= Written problem =
Which lines in the records below contain the word "tree"? Pick out each of those lines and copy it in full.

= Task inputs =
━━━━━━━━━━━━━━━━

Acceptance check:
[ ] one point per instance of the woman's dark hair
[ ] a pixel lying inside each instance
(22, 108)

━━━━━━━━━━━━━━━━

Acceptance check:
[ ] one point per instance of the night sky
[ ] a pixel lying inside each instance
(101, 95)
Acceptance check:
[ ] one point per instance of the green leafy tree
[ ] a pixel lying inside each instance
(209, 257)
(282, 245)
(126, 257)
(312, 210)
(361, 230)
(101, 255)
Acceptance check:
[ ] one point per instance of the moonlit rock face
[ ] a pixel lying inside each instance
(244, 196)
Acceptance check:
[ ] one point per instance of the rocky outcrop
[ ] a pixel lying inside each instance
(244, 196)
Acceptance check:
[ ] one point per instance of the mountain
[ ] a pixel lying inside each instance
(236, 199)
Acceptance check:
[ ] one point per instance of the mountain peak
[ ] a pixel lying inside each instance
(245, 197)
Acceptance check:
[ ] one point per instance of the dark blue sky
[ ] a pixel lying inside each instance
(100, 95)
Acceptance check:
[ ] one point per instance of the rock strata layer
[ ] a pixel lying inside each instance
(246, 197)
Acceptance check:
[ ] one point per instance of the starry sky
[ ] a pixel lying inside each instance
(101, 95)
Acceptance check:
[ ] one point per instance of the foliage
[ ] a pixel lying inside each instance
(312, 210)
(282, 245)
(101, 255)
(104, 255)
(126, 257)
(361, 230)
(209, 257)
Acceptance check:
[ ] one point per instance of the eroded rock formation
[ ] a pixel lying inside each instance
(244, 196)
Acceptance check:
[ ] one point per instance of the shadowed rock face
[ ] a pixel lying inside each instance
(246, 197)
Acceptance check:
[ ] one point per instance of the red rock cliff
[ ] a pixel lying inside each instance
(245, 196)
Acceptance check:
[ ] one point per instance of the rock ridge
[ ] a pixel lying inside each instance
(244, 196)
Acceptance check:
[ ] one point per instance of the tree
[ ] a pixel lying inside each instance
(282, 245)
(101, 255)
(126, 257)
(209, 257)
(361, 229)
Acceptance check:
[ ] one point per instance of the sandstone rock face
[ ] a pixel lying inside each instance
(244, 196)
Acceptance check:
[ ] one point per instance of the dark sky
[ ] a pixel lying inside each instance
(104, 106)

━━━━━━━━━━━━━━━━

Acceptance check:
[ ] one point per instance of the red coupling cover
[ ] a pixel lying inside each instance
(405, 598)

━━━━━━━━━━━━━━━━

= Written solution =
[ ] one point per instance of the green leafy tree
[ ] one point per instance of the tree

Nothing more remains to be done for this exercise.